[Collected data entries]
┏━━

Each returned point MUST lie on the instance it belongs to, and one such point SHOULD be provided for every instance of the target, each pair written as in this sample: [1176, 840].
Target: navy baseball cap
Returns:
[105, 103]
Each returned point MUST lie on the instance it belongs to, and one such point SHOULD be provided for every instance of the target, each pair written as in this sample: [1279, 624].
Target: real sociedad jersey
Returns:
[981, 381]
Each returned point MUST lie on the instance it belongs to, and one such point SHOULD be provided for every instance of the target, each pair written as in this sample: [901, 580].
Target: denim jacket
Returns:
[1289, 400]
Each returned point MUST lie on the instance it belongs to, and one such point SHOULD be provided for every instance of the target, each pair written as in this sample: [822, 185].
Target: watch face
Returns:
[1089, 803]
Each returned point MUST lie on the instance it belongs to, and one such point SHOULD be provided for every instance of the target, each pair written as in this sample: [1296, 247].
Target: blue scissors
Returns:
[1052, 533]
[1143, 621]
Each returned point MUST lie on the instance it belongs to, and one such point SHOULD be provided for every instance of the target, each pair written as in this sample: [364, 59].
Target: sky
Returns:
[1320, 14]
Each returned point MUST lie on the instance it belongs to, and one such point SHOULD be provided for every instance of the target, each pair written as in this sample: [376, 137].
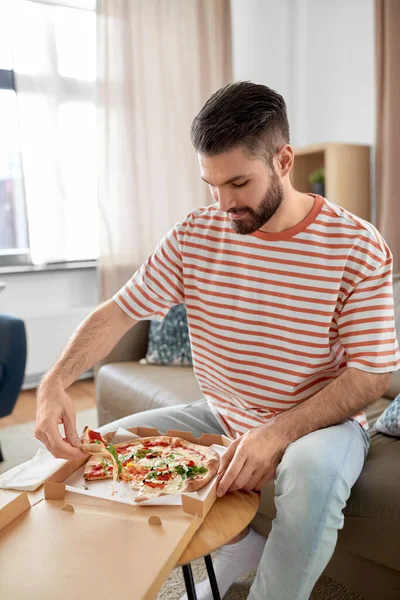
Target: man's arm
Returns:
[93, 341]
[344, 397]
[251, 460]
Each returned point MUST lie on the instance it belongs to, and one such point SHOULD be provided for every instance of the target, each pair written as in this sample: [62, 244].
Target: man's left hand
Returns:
[251, 460]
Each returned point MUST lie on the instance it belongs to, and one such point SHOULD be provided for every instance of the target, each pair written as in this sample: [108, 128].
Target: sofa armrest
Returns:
[394, 387]
[131, 347]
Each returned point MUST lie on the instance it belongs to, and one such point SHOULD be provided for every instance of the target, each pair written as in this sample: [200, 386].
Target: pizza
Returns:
[155, 466]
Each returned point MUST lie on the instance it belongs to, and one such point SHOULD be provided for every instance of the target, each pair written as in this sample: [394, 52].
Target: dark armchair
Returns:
[12, 362]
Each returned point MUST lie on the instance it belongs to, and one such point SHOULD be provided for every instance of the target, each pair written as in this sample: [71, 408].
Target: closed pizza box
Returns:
[69, 544]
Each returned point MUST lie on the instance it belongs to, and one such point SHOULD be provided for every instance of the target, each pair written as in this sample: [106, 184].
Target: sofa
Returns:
[367, 556]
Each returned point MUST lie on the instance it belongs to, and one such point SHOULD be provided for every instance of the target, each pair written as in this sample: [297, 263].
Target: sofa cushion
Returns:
[126, 388]
[169, 342]
[389, 421]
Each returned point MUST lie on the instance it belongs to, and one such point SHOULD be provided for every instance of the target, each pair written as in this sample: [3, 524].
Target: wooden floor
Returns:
[82, 392]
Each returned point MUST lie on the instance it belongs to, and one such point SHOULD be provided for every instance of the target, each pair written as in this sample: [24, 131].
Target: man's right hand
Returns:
[55, 407]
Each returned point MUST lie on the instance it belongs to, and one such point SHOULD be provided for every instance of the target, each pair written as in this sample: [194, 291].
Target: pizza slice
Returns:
[155, 466]
[105, 462]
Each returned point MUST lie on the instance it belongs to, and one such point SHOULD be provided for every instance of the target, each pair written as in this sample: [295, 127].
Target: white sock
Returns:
[232, 561]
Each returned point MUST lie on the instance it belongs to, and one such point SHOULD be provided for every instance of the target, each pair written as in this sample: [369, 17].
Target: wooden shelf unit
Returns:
[347, 174]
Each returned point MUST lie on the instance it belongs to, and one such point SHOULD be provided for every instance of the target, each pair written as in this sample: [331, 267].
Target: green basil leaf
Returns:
[113, 451]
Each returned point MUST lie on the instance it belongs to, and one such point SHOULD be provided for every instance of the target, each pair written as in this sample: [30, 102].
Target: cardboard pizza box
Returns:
[192, 503]
[68, 544]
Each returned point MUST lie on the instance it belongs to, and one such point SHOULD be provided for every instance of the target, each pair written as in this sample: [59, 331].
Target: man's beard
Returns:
[255, 219]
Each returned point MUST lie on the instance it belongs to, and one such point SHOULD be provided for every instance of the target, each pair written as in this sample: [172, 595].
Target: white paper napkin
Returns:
[31, 474]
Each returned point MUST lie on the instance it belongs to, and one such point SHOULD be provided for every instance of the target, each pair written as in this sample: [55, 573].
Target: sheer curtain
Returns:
[158, 62]
[387, 34]
[54, 61]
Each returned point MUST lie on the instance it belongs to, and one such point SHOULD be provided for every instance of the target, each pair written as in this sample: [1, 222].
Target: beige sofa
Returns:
[367, 557]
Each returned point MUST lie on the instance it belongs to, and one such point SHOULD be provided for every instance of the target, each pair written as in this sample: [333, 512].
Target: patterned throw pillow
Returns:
[169, 342]
[389, 421]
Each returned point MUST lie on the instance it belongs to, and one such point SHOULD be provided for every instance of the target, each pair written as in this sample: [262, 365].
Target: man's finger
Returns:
[263, 482]
[58, 447]
[230, 474]
[243, 478]
[70, 430]
[227, 457]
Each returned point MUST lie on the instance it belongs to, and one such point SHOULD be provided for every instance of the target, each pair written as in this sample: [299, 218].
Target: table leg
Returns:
[189, 582]
[212, 578]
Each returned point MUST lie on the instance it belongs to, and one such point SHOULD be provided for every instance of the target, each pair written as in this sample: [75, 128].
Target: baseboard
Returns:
[32, 381]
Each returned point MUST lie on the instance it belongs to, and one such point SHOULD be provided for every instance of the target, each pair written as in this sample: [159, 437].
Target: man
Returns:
[289, 302]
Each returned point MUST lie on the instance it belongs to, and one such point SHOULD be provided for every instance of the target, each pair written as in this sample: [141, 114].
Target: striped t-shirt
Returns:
[273, 317]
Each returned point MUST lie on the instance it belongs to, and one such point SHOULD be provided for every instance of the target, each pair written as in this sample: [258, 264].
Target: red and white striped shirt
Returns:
[273, 317]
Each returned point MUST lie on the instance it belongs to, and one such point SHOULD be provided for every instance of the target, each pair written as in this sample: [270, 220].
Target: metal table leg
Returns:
[211, 576]
[189, 582]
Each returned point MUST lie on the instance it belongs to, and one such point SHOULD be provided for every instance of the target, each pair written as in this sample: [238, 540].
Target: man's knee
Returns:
[310, 473]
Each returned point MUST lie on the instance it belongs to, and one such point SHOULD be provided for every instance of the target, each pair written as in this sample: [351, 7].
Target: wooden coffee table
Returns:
[228, 517]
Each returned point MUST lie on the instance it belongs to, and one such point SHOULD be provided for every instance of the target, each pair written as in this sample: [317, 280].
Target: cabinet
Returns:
[347, 174]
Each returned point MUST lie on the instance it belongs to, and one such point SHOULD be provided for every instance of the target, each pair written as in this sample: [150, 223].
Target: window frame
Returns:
[13, 256]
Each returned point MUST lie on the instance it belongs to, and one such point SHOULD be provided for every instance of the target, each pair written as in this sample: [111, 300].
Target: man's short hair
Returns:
[242, 115]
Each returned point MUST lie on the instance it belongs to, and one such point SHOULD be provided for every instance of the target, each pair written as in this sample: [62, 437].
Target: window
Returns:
[48, 199]
[13, 224]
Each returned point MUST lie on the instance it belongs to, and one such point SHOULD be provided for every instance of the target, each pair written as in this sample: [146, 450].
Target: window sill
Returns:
[61, 266]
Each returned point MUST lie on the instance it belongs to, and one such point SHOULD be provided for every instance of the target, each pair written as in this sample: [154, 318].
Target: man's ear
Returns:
[284, 160]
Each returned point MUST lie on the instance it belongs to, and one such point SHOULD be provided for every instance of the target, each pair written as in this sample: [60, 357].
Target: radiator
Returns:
[47, 336]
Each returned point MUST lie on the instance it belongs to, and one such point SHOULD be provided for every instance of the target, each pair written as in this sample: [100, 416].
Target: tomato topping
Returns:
[95, 435]
[163, 443]
[154, 484]
[123, 449]
[164, 477]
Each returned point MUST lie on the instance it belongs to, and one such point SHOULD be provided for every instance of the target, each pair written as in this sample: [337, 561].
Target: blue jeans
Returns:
[313, 483]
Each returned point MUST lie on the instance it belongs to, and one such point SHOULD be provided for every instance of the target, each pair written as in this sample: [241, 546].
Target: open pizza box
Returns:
[66, 542]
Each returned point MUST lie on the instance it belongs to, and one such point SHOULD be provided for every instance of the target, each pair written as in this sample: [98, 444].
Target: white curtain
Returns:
[158, 62]
[54, 61]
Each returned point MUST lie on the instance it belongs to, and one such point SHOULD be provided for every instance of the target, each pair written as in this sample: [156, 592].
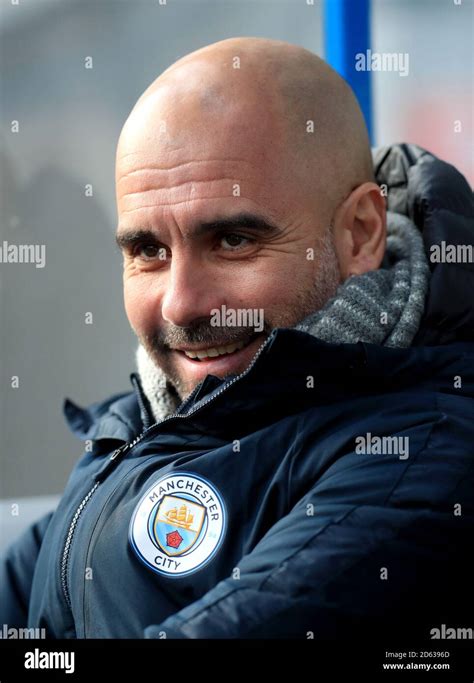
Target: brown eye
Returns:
[234, 241]
[147, 251]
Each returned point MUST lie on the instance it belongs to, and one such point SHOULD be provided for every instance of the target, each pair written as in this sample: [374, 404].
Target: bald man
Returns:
[295, 459]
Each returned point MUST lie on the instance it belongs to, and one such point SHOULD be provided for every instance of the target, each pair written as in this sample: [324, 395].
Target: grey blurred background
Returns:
[70, 118]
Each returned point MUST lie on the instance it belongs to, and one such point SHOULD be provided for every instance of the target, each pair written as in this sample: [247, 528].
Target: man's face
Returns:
[212, 215]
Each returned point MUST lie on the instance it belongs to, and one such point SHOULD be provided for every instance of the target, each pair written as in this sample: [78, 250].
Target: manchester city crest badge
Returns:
[178, 525]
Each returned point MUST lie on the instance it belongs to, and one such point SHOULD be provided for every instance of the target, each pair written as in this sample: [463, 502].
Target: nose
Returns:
[190, 291]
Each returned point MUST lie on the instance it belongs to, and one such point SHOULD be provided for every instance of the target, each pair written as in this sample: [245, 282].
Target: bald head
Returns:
[256, 87]
[232, 168]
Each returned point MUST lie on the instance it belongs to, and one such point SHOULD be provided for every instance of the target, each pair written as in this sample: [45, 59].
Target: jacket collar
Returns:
[293, 372]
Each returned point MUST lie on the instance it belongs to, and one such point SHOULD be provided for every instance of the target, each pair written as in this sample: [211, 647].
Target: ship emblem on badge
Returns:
[178, 525]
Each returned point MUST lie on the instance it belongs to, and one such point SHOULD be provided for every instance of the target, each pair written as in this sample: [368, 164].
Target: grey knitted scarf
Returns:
[382, 307]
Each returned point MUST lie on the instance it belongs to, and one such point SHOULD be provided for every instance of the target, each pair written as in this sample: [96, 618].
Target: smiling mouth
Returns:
[217, 351]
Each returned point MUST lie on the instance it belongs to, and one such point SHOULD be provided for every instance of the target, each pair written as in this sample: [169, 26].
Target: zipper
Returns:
[118, 454]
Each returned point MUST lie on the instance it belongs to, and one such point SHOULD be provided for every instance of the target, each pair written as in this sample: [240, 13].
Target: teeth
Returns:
[216, 351]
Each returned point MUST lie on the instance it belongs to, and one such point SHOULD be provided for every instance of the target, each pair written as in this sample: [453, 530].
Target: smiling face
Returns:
[214, 212]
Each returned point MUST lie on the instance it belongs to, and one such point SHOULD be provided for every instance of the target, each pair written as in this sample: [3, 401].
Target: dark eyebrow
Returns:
[241, 220]
[129, 238]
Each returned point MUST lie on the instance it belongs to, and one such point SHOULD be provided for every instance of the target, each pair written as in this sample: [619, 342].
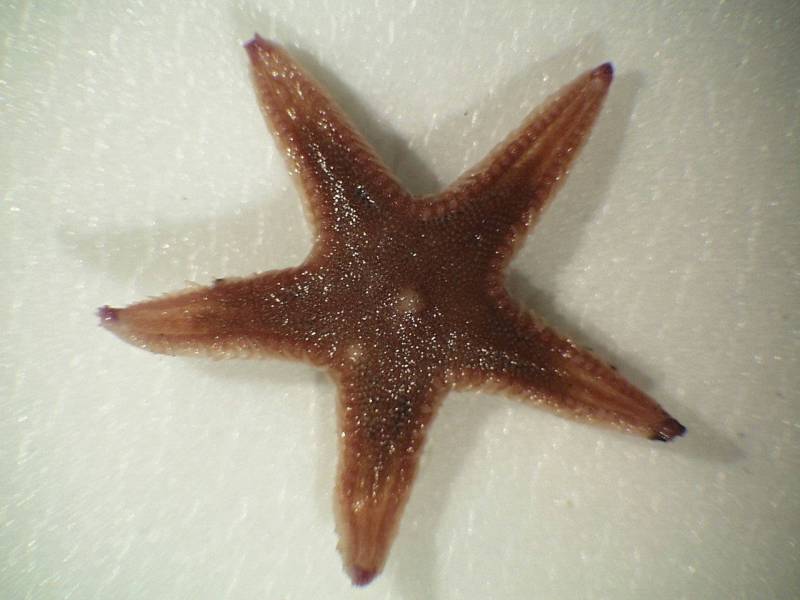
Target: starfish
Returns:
[401, 298]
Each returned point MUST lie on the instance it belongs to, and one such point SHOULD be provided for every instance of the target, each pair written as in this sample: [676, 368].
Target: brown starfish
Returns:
[401, 298]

┗━━

* [STATED GOAL]: Pictures excluded, copy exactly the lines running from the one with "sample: [453, 530]." through the last line of the material.

* [SOLVED EXERCISE]:
Each returned point MUST lie on the instance it belongs to, and one such point SHOULD be provided for every instance of the target, each pair written as in this sample: [453, 530].
Target: smiling face
Returns:
[214, 212]
Each returned point MUST lie on the instance it belongs to, and one such point SHOULD be provided for every instance of the target, each pair written as in this sample: [3, 401].
Target: dark eyebrow
Returns:
[241, 220]
[129, 238]
Each returned point MUST lie on the instance it belongs to, and one such point SHOULD be provided for every instance of the target, each pair written as in this sample: [619, 342].
Target: starfish
Returns:
[401, 298]
Each returned point MUST lie on the instance it belongs to, and one such point SHOULD be provided for every instance of the target, each pair written as in this sample: [676, 368].
Target: brown starfish
Returns:
[401, 298]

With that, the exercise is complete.